__Exercise prompt__. The required output is the lines of the listing from the beginning through the line containing "positive clicks: (322, 352)", each copied exactly, without any pictures.

__Source material__.
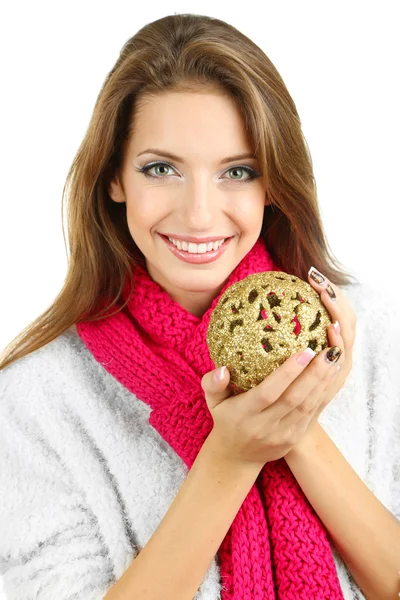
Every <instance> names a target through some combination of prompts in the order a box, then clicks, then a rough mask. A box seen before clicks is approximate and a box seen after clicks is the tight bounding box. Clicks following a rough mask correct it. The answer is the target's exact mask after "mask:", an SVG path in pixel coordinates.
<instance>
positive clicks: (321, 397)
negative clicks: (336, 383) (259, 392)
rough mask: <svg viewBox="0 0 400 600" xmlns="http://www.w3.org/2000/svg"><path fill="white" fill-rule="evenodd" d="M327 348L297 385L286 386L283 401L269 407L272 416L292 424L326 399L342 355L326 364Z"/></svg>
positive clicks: (322, 352)
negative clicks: (285, 390)
mask: <svg viewBox="0 0 400 600" xmlns="http://www.w3.org/2000/svg"><path fill="white" fill-rule="evenodd" d="M332 348H338V346H332ZM329 350H330V349H329V348H328V349H327V350H324V352H321V353H320V354H319V355H318V356H317V357H316V358H315V359H314V360H313V364H312V365H311V366H310V367H309V368H308V369H307V370H306V371H305V372H304V373H303V374H302V375H301V376H300V377H299V378H298V381H296V382H295V383H294V384H293V386H297V387H296V388H294V387H293V388H292V389H291V388H288V390H287V391H286V392H285V394H283V396H282V400H283V402H281V401H279V402H277V403H276V409H275V405H274V406H273V407H271V411H270V414H272V409H273V411H274V412H273V417H274V418H277V419H280V420H281V422H282V423H283V425H284V426H290V425H293V424H295V423H297V422H298V421H300V420H301V419H303V418H304V416H305V415H310V414H311V415H312V414H314V412H315V411H316V410H317V409H318V408H319V406H320V405H321V404H322V403H323V402H324V400H325V399H326V392H327V390H328V389H329V388H330V387H331V385H332V382H333V380H334V379H335V377H336V375H337V374H338V372H339V370H340V367H341V365H340V364H339V362H340V359H341V358H342V356H343V352H342V353H341V354H339V359H337V358H336V359H335V360H333V361H332V362H331V363H330V364H328V363H327V362H326V357H325V355H326V354H329ZM339 350H340V349H339ZM336 356H337V355H336ZM311 367H312V368H311ZM313 369H315V371H314V372H312V370H313ZM285 411H286V412H285Z"/></svg>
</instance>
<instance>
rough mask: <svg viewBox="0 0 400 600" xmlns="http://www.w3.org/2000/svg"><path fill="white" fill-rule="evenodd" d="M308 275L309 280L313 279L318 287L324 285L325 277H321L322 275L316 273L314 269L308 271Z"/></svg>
mask: <svg viewBox="0 0 400 600" xmlns="http://www.w3.org/2000/svg"><path fill="white" fill-rule="evenodd" d="M308 274H309V276H310V277H311V279H313V280H314V281H315V282H316V283H318V284H319V285H324V284H325V282H326V279H325V277H324V276H323V275H322V273H320V272H319V271H317V269H316V268H315V267H311V269H310V270H309V271H308Z"/></svg>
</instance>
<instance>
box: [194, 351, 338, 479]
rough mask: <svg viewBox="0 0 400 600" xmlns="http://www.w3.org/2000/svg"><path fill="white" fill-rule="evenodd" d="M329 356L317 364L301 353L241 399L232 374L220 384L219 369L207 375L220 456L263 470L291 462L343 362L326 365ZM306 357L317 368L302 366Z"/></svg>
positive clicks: (214, 438) (294, 355)
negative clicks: (260, 468) (312, 419)
mask: <svg viewBox="0 0 400 600" xmlns="http://www.w3.org/2000/svg"><path fill="white" fill-rule="evenodd" d="M328 351H329V348H327V349H325V350H324V351H322V352H320V353H319V354H318V355H317V356H316V357H315V358H314V355H313V354H312V353H310V354H309V353H308V352H297V353H295V354H293V355H292V356H290V357H289V358H288V359H287V360H286V361H285V362H284V363H283V364H282V365H281V366H280V367H278V368H277V369H275V370H274V371H273V372H272V373H271V374H270V375H269V376H268V377H266V378H265V379H264V380H263V381H262V382H261V383H260V384H258V385H257V386H256V387H254V388H251V389H250V390H248V391H246V392H243V393H240V394H237V395H233V392H232V390H231V389H230V386H229V380H230V374H229V370H228V369H227V368H226V369H225V372H224V376H223V378H222V380H221V381H219V382H217V381H215V380H214V378H213V376H214V374H215V373H216V371H217V370H218V369H215V370H213V371H210V372H208V373H206V374H205V375H204V377H203V378H202V380H201V386H202V388H203V390H204V393H205V397H206V402H207V406H208V408H209V410H210V413H211V416H212V418H213V421H214V427H213V429H212V431H211V432H210V435H209V438H210V439H211V441H212V444H213V450H214V452H217V454H218V456H219V457H220V458H222V459H223V460H227V461H229V462H235V463H238V464H243V463H246V464H248V463H251V464H253V465H257V466H258V467H260V468H262V467H263V466H264V464H265V463H266V462H269V461H271V460H277V459H279V458H282V457H283V456H285V455H286V454H287V453H288V452H289V451H290V450H291V448H292V447H293V446H294V445H295V444H297V442H299V441H300V439H301V438H302V437H303V436H304V435H305V433H306V432H307V428H308V425H309V423H310V421H311V419H312V417H313V415H314V413H315V411H316V410H317V409H318V407H319V405H320V402H321V401H322V399H323V397H324V391H325V390H326V388H327V387H329V386H330V385H331V383H332V380H333V379H334V377H335V375H336V373H337V365H336V362H337V361H336V362H334V363H331V362H328V361H327V360H326V359H325V355H326V354H327V352H328ZM305 354H307V355H308V357H309V361H312V362H311V364H309V363H307V364H306V365H301V364H299V362H298V361H297V358H298V357H299V356H300V355H305Z"/></svg>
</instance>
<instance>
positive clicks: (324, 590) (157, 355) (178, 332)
mask: <svg viewBox="0 0 400 600" xmlns="http://www.w3.org/2000/svg"><path fill="white" fill-rule="evenodd" d="M280 270H281V269H279V268H278V267H277V266H276V265H275V264H274V263H273V262H272V259H271V257H270V255H269V254H268V251H267V249H266V247H265V244H264V242H263V241H262V238H260V239H259V240H258V241H257V242H256V244H255V245H254V246H253V248H252V249H251V251H250V252H249V253H248V254H247V255H246V256H245V257H244V258H243V260H242V261H241V262H240V263H239V265H238V266H237V267H236V268H235V269H234V271H233V272H232V273H231V276H230V278H229V281H228V282H227V283H226V285H225V286H224V288H223V289H222V290H221V292H220V294H219V295H218V296H217V297H216V298H215V299H214V300H213V302H212V304H211V306H210V308H209V309H208V310H207V311H206V312H205V313H204V315H203V317H202V318H198V317H196V316H194V315H192V314H191V313H189V312H188V311H187V310H185V309H184V308H183V307H181V306H180V305H179V304H177V303H176V302H175V301H173V300H172V299H171V298H170V297H169V295H168V294H167V292H165V291H164V290H163V289H162V288H161V287H160V286H159V285H158V284H157V283H155V282H154V281H153V280H152V279H151V277H150V275H149V274H148V272H147V271H146V270H145V269H143V268H141V267H135V269H134V293H133V296H132V298H131V300H130V302H129V304H128V305H127V306H126V307H125V309H124V310H123V311H121V312H119V313H118V314H117V315H114V316H107V318H105V319H104V320H100V321H97V322H92V323H84V322H81V323H78V324H77V331H78V333H79V335H80V337H81V338H82V340H83V341H84V343H85V344H86V346H87V347H88V349H89V350H90V351H91V353H92V354H93V356H94V357H95V359H96V360H97V361H98V362H100V363H101V364H102V365H104V368H105V369H106V370H107V371H108V372H109V373H111V375H113V376H114V377H115V378H116V379H117V380H118V381H119V382H120V383H122V385H124V386H125V387H126V388H127V389H128V390H130V391H131V392H132V393H133V394H135V395H136V396H137V397H138V398H139V399H140V400H141V401H143V402H145V403H146V404H148V405H150V407H151V408H152V412H151V414H150V417H149V423H150V424H151V425H152V426H153V427H154V428H155V429H156V430H157V431H158V432H159V434H160V435H161V436H162V437H163V438H164V440H165V441H166V442H168V444H169V445H170V446H171V447H172V448H173V449H174V451H175V452H176V453H177V454H178V455H179V456H180V458H181V459H182V460H183V461H184V463H185V464H186V466H187V467H188V469H190V468H191V466H192V464H193V462H194V460H195V458H196V456H197V454H198V452H199V450H200V449H201V447H202V445H203V443H204V441H205V439H206V438H207V436H208V434H209V433H210V431H211V429H212V426H213V421H212V417H211V414H210V412H209V410H208V407H207V404H206V400H205V397H204V392H203V390H202V388H201V378H202V376H203V375H204V374H205V373H207V372H208V371H211V370H212V369H215V365H214V363H213V362H212V361H211V358H210V355H209V352H208V347H207V343H206V333H207V327H208V324H209V320H210V315H211V312H212V310H213V309H214V307H215V306H216V304H217V302H218V300H219V298H220V296H221V295H222V294H223V292H224V291H225V290H226V288H228V287H229V286H230V285H231V284H233V283H235V282H236V281H240V280H241V279H244V278H245V277H247V275H250V274H252V273H260V272H264V271H280ZM128 289H129V286H128V285H126V286H125V289H124V301H125V300H126V298H127V297H128V296H127V295H126V294H127V293H128ZM194 517H195V515H194ZM218 558H219V561H218V562H219V568H220V575H221V581H222V600H253V599H255V600H272V599H275V600H276V599H278V600H300V599H303V600H328V599H329V600H339V599H341V600H343V594H342V592H341V587H340V583H339V580H338V577H337V572H336V567H335V564H334V561H333V556H332V552H331V548H330V545H329V542H328V539H327V532H326V530H325V528H324V526H323V524H322V522H321V520H320V519H319V517H318V515H317V514H316V513H315V511H314V509H313V508H312V506H311V504H310V503H309V502H308V500H307V498H306V497H305V495H304V493H303V491H302V490H301V488H300V486H299V485H298V483H297V481H296V479H295V478H294V476H293V475H292V473H291V471H290V469H289V467H288V466H287V463H286V461H285V460H284V459H283V458H281V459H279V460H276V461H272V462H268V463H266V464H265V465H264V467H263V468H262V470H261V472H260V474H259V476H258V478H257V480H256V481H255V483H254V484H253V486H252V488H251V489H250V491H249V493H248V495H247V496H246V498H245V500H244V502H243V503H242V505H241V507H240V509H239V511H238V513H237V515H236V517H235V519H234V520H233V522H232V525H231V527H230V528H229V530H228V532H227V534H226V536H225V538H224V540H223V541H222V543H221V546H220V548H219V551H218Z"/></svg>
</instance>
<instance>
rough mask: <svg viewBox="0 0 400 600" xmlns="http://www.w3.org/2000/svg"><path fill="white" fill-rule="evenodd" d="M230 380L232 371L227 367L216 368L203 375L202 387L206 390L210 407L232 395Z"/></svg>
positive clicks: (208, 404) (205, 391)
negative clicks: (203, 375)
mask: <svg viewBox="0 0 400 600" xmlns="http://www.w3.org/2000/svg"><path fill="white" fill-rule="evenodd" d="M229 381H230V373H229V370H228V369H227V367H221V368H219V369H214V370H213V371H209V372H208V373H206V374H205V375H204V376H203V377H202V380H201V387H202V388H203V390H204V394H205V397H206V401H207V406H208V407H209V408H210V409H211V408H214V407H215V406H217V405H218V404H219V403H220V402H222V401H223V400H226V398H229V396H231V395H232V392H231V390H230V388H229Z"/></svg>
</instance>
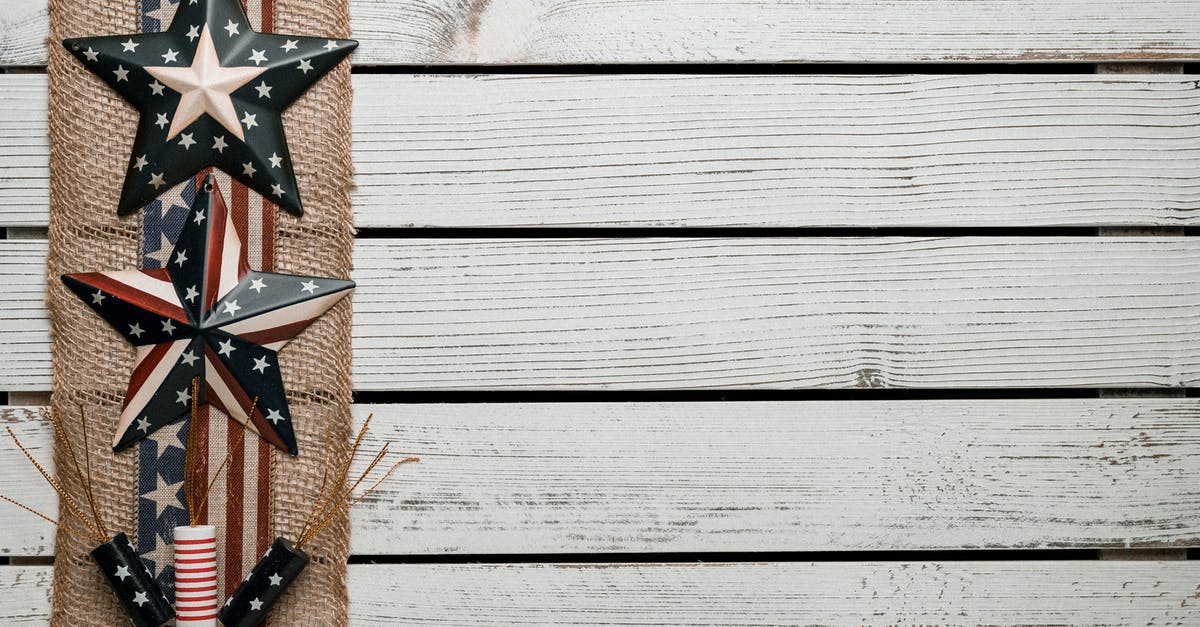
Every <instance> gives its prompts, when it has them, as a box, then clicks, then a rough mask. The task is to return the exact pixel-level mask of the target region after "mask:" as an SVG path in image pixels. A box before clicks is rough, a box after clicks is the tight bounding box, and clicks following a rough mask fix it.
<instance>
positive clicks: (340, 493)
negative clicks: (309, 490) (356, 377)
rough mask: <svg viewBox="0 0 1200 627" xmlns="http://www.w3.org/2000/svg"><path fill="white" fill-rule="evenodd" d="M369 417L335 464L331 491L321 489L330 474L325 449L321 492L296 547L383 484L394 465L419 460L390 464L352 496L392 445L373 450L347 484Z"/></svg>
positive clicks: (393, 467)
mask: <svg viewBox="0 0 1200 627" xmlns="http://www.w3.org/2000/svg"><path fill="white" fill-rule="evenodd" d="M372 418H373V416H367V419H366V422H365V423H364V424H362V428H361V429H359V434H358V436H356V437H355V438H354V444H353V447H352V448H350V453H349V454H348V455H347V456H346V459H343V460H342V462H341V464H340V466H338V470H337V471H336V472H335V473H334V477H332V478H334V482H335V485H336V486H332V488H330V490H328V491H326V490H325V488H324V486H325V477H326V476H328V474H329V470H330V459H329V454H328V450H326V455H325V464H324V471H323V476H322V489H320V492H319V494H318V498H317V500H316V501H314V502H313V507H312V510H311V512H310V513H308V516H307V518H306V519H305V524H304V526H302V527H301V530H300V537H299V538H298V539H296V544H295V547H296V549H300V548H302V547H304V545H305V544H307V543H308V542H311V541H312V539H313V538H314V537H317V536H318V535H319V533H320V532H322V531H323V530H324V529H325V527H328V526H329V525H330V524H332V521H334V520H335V519H336V518H337V516H338V515H340V514H343V513H346V512H348V510H349V509H350V508H352V507H354V506H355V504H358V503H359V502H361V501H362V500H364V498H366V497H367V496H368V495H371V494H372V492H373V491H376V489H377V488H379V486H380V485H383V482H385V480H388V477H390V476H391V473H392V472H395V471H396V468H398V467H400V466H402V465H404V464H412V462H414V461H420V458H404V459H402V460H400V461H397V462H395V464H392V465H391V467H389V468H388V471H386V472H384V473H383V476H382V477H380V478H379V479H378V480H376V482H374V483H373V484H372V485H371V486H370V488H367V489H366V490H365V491H364V492H362V494H360V495H359V496H358V497H354V490H356V489H358V488H359V486H360V485H361V484H362V483H364V482H365V480H366V478H367V477H370V476H371V473H372V472H374V470H376V467H378V466H379V464H380V462H383V460H384V459H385V458H386V456H388V453H389V448H390V446H391V444H390V443H388V444H384V446H383V448H380V449H379V452H378V453H376V455H374V458H372V460H371V462H370V464H368V465H367V467H366V470H365V471H362V473H361V474H359V478H358V479H356V480H355V482H354V483H353V484H350V485H347V479H348V477H349V467H350V464H353V461H354V459H355V456H358V453H359V449H360V448H361V446H362V438H364V436H365V435H366V431H367V426H370V424H371V419H372ZM326 441H328V437H326ZM352 497H353V498H352Z"/></svg>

__Solution to the problem__.
Every <instance> names a target through some combination of prompts in the order a box, then clicks, then a rough mask. A box seen before clicks is approximate and a box seen after clicks is the tight bounding box. Clicks following a rough mask correct it. The answer is the target's exact mask after "mask:", an SVG path in pixel coordinates.
<instance>
positive clicks: (321, 397)
negative clicks: (336, 383) (259, 392)
rough mask: <svg viewBox="0 0 400 600" xmlns="http://www.w3.org/2000/svg"><path fill="white" fill-rule="evenodd" d="M327 348L297 385L286 386L283 401L269 407L272 416L292 424L326 399L342 355L326 364Z"/></svg>
positive clicks: (322, 352)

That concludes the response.